— EXCERPT TO READ —

Meteorologist Matt Beckwith and Sports Director Ben Arnet reported live from Jefferson City High School during the 5 p.m. and 6 p.m. newscasts.
KOMU-TV and the Columbia Missourian send an army of student journalists across Central Missouri to help them gain experience covering sports
Columbia, Mo. (Sept. 14, 2021) — On the eve of the 20th anniversary of Sept. 11, 2001, KOMU-TV’s Ben Arnet rounds up his students, who are preparing to fan out across Mid-Missouri armed with video cameras. This is the third week of Friday Night Fever, the station’s decades-old tradition of sending groups of students to film highlights from about 15 local and regional high school football games each Friday and put the footage together in time for the 9 and 10 p.m. newscasts.
The program is a massive undertaking from the Missouri School of Journalism; with two nights of football coverage under their belts, the students are only just beginning to find a rhythm, but Arnet, the station’s sports director, seeks to drive home the importance of the day.
“Twenty years ago, the horrific events of Sept. 11 made us stop in our tracks,” he tells the students. “As a country, everything came to a halt. Even the stock market shut down. But that Friday, we played high school football.”
Arnet’s goal is to prepare the students for the memorials and related events they might be encountering at the games, and to impress upon them the gravity of an event that many in the room had not been alive to witness. But there is a deeper meaning behind the remarks. High school football might not seem like the big-time for a student who dreams of anchoring at ESPN, but for many communities, it serves as a rallying cry — a point of pride that endures through good times and bad.
“Everyone wants to cover SEC football,” Arnet says later. “It’s important for students to see how many resources go into covering high school games, and to see how that builds a stronger connection to the community. We care about every town we touch, and we want to train reporters who feel the same way.”
Learning by doing
Each Friday during the high school football season, Arnet and meteorologist Matt Beckwith deliver their sports and weather segments live at 5 and 6 p.m. at the site of one of the night’s games. It’s the first production in a long night of filming and editing for both students and KOMU-TV staff, culminating in a reel of highlights that will air on the nightly newscasts and representing one of the most far-reaching football coverage efforts from a local TV station in Missouri.
On Sept. 10, the site is Jefferson City High School. The Jay Birds are set to take on the Bruins of Rock Bridge, who have traveled 30 miles south from Columbia. As the clock ticks down toward 5 p.m., the tent shading the broadcast camera and housing mostly student production assistants is a flurry of controlled chaos.

— RECORDS —
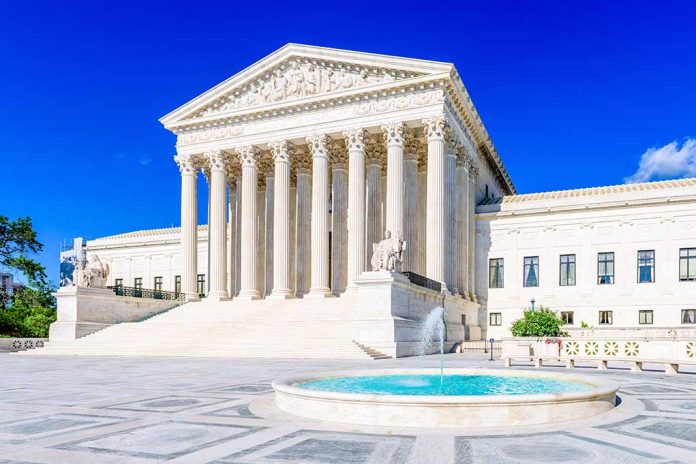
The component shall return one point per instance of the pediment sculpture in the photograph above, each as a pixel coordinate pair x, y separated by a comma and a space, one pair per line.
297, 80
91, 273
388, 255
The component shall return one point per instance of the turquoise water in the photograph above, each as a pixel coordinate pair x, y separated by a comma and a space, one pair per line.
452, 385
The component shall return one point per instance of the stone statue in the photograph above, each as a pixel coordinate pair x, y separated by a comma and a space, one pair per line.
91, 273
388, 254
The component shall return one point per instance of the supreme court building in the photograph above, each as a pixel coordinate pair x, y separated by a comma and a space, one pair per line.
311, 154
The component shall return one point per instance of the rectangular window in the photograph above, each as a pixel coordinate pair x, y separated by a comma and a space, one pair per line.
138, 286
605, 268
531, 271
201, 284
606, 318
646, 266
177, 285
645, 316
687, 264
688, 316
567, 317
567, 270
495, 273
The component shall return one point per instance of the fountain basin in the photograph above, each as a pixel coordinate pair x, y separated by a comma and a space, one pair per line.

— OBJECTIVE —
Answer these questions using the article on Friday Night Fever:
1. About how many high school football games do the students film each Friday?
2. At what times do Arnet and Beckwith deliver their live sports and weather segments?
3. How far did the Rock Bridge Bruins travel for the Sept. 10 game?
The records come from a separate source.

— THE COMPLETED TASK —
1. About 15.
2. At 5 and 6 p.m.
3. 30 miles south from Columbia.